作業指示: 画像は除いたうえで、以下の一覧の行をすべて、一字一句変えずにそのまま繰り返してください。
===== 本問の資料 =====
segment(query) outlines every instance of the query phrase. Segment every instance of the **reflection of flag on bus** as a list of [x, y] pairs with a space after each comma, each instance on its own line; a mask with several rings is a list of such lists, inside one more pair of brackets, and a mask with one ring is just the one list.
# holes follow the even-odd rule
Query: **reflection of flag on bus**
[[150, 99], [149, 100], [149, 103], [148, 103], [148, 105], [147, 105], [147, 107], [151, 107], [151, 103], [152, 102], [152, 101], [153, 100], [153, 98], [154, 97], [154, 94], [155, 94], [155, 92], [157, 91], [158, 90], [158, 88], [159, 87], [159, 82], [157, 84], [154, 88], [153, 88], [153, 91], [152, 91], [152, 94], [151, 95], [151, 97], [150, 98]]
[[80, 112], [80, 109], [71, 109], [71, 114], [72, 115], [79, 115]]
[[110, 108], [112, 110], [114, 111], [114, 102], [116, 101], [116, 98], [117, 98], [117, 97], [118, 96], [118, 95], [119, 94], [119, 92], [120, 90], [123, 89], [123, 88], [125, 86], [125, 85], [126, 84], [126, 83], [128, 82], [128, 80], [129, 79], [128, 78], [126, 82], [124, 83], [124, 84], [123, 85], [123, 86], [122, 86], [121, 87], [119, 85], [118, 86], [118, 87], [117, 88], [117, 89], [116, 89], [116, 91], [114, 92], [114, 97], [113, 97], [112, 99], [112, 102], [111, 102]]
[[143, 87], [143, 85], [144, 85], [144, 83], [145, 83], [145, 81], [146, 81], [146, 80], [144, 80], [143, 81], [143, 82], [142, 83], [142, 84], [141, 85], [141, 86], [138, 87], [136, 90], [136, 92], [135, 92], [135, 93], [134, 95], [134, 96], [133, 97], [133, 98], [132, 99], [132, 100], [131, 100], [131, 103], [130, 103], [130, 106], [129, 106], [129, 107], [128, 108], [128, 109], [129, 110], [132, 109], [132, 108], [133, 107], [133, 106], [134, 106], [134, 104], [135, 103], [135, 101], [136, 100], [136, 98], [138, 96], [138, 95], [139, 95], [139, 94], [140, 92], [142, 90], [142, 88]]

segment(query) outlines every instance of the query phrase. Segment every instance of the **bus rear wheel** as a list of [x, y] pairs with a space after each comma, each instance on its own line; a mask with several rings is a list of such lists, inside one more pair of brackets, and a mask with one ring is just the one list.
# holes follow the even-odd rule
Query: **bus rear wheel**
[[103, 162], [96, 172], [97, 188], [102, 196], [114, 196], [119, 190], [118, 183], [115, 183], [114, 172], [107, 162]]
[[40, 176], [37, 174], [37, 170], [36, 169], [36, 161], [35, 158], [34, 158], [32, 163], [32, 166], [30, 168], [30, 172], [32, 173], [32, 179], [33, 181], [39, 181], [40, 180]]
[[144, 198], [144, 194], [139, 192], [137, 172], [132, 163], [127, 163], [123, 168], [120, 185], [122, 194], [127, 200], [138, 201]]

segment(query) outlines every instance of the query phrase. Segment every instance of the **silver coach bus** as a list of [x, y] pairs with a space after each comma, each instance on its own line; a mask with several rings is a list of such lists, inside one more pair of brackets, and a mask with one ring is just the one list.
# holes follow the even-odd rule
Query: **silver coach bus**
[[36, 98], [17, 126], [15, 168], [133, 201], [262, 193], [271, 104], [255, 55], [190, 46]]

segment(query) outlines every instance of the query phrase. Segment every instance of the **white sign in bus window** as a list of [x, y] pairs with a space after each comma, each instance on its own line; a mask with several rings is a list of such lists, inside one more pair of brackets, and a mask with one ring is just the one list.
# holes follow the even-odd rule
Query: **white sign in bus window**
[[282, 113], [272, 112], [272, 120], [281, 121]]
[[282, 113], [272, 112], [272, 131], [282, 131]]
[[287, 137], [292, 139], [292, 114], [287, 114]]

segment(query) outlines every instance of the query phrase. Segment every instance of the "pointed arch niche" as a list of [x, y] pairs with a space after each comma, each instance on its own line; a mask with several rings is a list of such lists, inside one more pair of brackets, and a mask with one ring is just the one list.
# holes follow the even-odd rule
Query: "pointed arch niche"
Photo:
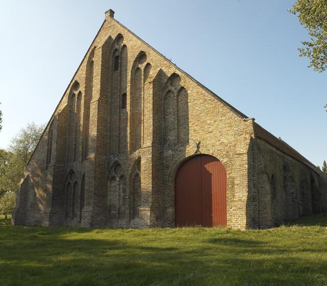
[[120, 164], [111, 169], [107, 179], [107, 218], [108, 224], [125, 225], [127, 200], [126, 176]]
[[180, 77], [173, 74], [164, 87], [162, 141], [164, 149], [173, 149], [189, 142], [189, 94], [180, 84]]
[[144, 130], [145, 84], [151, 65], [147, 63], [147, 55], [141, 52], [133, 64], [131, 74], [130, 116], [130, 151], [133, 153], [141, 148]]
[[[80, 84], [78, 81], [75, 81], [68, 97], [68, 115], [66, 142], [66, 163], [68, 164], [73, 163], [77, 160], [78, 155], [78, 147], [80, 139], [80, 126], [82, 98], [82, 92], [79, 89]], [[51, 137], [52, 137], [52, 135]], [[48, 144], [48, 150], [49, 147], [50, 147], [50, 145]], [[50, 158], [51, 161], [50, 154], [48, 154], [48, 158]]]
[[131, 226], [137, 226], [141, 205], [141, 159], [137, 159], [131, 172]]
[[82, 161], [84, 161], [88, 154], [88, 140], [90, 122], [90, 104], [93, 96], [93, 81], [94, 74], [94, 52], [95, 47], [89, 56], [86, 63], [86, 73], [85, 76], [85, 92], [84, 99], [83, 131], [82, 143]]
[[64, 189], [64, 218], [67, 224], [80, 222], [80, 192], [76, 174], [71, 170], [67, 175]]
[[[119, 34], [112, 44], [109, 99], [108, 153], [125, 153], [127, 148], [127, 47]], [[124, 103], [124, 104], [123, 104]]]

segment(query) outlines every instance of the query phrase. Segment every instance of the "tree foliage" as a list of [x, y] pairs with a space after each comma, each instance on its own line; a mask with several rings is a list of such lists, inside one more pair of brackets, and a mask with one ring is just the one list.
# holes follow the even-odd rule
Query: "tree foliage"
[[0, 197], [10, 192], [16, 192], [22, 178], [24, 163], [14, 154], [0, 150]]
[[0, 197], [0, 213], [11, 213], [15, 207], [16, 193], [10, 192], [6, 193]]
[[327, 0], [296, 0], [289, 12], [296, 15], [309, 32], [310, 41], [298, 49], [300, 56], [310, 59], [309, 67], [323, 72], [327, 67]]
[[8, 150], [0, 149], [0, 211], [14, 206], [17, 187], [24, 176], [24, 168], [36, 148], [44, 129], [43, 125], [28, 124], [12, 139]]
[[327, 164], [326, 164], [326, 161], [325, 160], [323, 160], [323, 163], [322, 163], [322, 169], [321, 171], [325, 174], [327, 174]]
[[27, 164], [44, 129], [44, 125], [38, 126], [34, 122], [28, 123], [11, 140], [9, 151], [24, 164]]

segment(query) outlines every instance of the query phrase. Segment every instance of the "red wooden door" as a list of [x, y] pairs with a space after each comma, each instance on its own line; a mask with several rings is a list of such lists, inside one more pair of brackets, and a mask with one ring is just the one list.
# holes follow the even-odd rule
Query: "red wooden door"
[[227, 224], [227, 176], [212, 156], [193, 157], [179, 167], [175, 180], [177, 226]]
=====
練習の解答:
segment(query) outlines every instance of the query phrase. Segment every instance of the **reflection of flag on bus** as a list of [x, y] pairs with a space after each comma, each instance on its own line; a mask with several rings is a list of such lists, inside one more pair of brackets, and a mask with one ring is just the one list.
# holes follow the even-odd rule
Query: **reflection of flag on bus**
[[150, 99], [149, 100], [149, 103], [148, 103], [148, 105], [147, 105], [147, 107], [151, 107], [151, 103], [152, 102], [152, 101], [153, 100], [153, 98], [154, 97], [154, 94], [155, 94], [155, 92], [157, 91], [158, 90], [158, 88], [159, 87], [159, 82], [157, 84], [154, 88], [153, 88], [153, 91], [152, 91], [152, 94], [151, 95], [151, 97], [150, 98]]
[[80, 112], [80, 109], [71, 109], [71, 114], [72, 115], [79, 115]]
[[110, 108], [112, 110], [114, 111], [114, 102], [116, 101], [116, 98], [117, 98], [117, 97], [118, 96], [118, 95], [119, 94], [119, 92], [120, 90], [123, 89], [123, 88], [125, 86], [125, 85], [126, 84], [126, 83], [128, 82], [128, 80], [129, 79], [128, 78], [126, 82], [124, 83], [124, 84], [123, 85], [123, 86], [122, 86], [121, 87], [119, 85], [118, 86], [118, 87], [117, 88], [117, 89], [116, 89], [116, 91], [114, 92], [114, 97], [113, 97], [112, 99], [112, 102], [111, 102]]
[[143, 87], [143, 85], [144, 85], [144, 83], [145, 83], [145, 81], [146, 81], [146, 80], [144, 80], [143, 81], [143, 82], [142, 83], [142, 84], [141, 85], [141, 86], [138, 87], [136, 90], [136, 92], [135, 92], [135, 93], [134, 95], [134, 96], [133, 97], [133, 98], [132, 99], [132, 100], [131, 100], [131, 103], [130, 103], [130, 106], [129, 106], [129, 107], [128, 108], [128, 109], [129, 110], [132, 109], [132, 108], [133, 107], [133, 106], [134, 106], [134, 104], [135, 103], [135, 101], [136, 100], [136, 98], [138, 96], [138, 95], [139, 95], [139, 94], [140, 92], [142, 90], [142, 88]]

segment(query) outlines every instance of the query phrase. Segment every instance of the **bus rear wheel** as a list of [x, y] pairs with a space after each comma, each instance on its own line; a mask with several rings is a list of such lists, inside one more pair of brackets, and a mask with one ring is just the one list.
# holes follow the even-odd rule
Query: **bus rear wheel**
[[103, 162], [96, 172], [97, 188], [102, 196], [114, 196], [119, 190], [118, 183], [115, 183], [114, 172], [107, 162]]
[[40, 176], [37, 174], [37, 170], [36, 169], [36, 161], [35, 158], [34, 158], [32, 163], [32, 166], [30, 168], [30, 172], [32, 173], [32, 179], [33, 181], [39, 181], [40, 180]]
[[144, 198], [144, 194], [139, 192], [137, 172], [132, 163], [127, 163], [123, 168], [120, 185], [122, 194], [127, 200], [138, 201]]

segment(query) outlines every instance of the query phrase. Segment every instance of the **silver coach bus** as a list of [x, y] pairs with a space after each comma, each instance on its own line; a mask with several rings is a list of such lists, inside one more pair of brackets, and a mask with one ring is just the one list.
# holes follow the even-odd rule
Query: **silver coach bus**
[[36, 98], [17, 126], [15, 168], [133, 201], [262, 193], [271, 104], [255, 55], [190, 46]]

segment(query) outlines every instance of the query phrase. Segment every instance of the **white sign in bus window** as a list of [x, y] pairs with a space after each comma, each instance on its own line; a mask with several rings is a list of such lists, inside one more pair of brackets, and a mask with one ring is just the one list.
# holes follow the even-odd rule
Query: **white sign in bus window**
[[282, 113], [272, 112], [272, 120], [281, 121]]
[[282, 113], [272, 112], [272, 131], [282, 131]]
[[287, 137], [292, 139], [292, 114], [287, 114]]

segment(query) outlines every instance of the query phrase. Segment every instance of the "pointed arch niche" as a list of [x, y] pairs with a space after each comma, each instance on its own line; a mask with several rings is a list of such lists, inside one more pair of brackets, and a mask with one ring is just the one list.
# holes follow the even-odd rule
Query: "pointed arch niche"
Photo:
[[120, 164], [111, 169], [107, 179], [107, 218], [108, 224], [125, 225], [127, 200], [126, 176]]
[[180, 77], [173, 74], [164, 87], [162, 141], [164, 149], [173, 149], [189, 142], [189, 94], [180, 84]]
[[144, 130], [145, 84], [151, 65], [147, 63], [147, 55], [141, 52], [133, 64], [131, 74], [130, 116], [130, 151], [133, 153], [141, 148]]
[[[80, 84], [78, 81], [75, 81], [68, 97], [68, 115], [66, 142], [66, 163], [68, 164], [73, 163], [77, 160], [78, 155], [78, 147], [80, 139], [80, 126], [82, 98], [82, 92], [79, 89]], [[51, 137], [52, 137], [52, 135]], [[48, 144], [48, 150], [49, 147], [50, 147], [50, 145]], [[50, 158], [51, 161], [50, 154], [48, 154], [48, 158]]]
[[131, 226], [137, 226], [141, 205], [141, 159], [137, 159], [131, 172]]
[[82, 161], [84, 161], [88, 154], [88, 140], [90, 122], [90, 104], [93, 96], [93, 81], [94, 74], [94, 52], [95, 47], [89, 56], [86, 63], [86, 73], [85, 76], [85, 92], [84, 99], [83, 131], [82, 143]]
[[64, 189], [64, 218], [67, 224], [80, 222], [80, 192], [76, 174], [71, 170], [67, 175]]
[[[119, 34], [112, 44], [109, 99], [108, 153], [125, 153], [127, 148], [127, 47]], [[124, 103], [124, 104], [123, 104]]]

segment(query) outlines every instance of the query phrase. Segment every instance of the "tree foliage" as a list of [x, y] pairs with a space after each comma, each instance on its own line; a mask with several rings is a list of such lists, inside one more pair of brackets, and a mask with one ring is just the one list.
# holes follow the even-odd rule
Query: "tree foliage"
[[0, 197], [10, 192], [16, 192], [22, 178], [24, 163], [14, 154], [0, 150]]
[[0, 197], [0, 213], [11, 213], [15, 207], [16, 193], [10, 192], [6, 193]]
[[327, 0], [296, 0], [289, 12], [296, 15], [309, 32], [310, 41], [298, 49], [300, 56], [310, 59], [309, 67], [323, 72], [327, 67]]
[[8, 150], [0, 149], [0, 211], [14, 206], [17, 187], [24, 176], [24, 168], [36, 148], [44, 129], [43, 125], [28, 124], [12, 139]]
[[327, 164], [326, 164], [326, 161], [325, 160], [323, 160], [323, 163], [322, 163], [322, 169], [321, 171], [325, 174], [327, 174]]
[[27, 164], [44, 129], [44, 125], [38, 126], [34, 122], [28, 123], [11, 140], [9, 151], [24, 164]]

segment(query) outlines every instance of the query phrase. Segment every instance of the "red wooden door" as a list of [x, y] pairs with a space after each comma, each instance on its own line; a mask with several rings is a list of such lists, inside one more pair of brackets, and a mask with one ring is just the one list.
# holes follow the even-odd rule
Query: "red wooden door"
[[227, 224], [227, 176], [212, 156], [193, 157], [179, 167], [175, 180], [177, 226]]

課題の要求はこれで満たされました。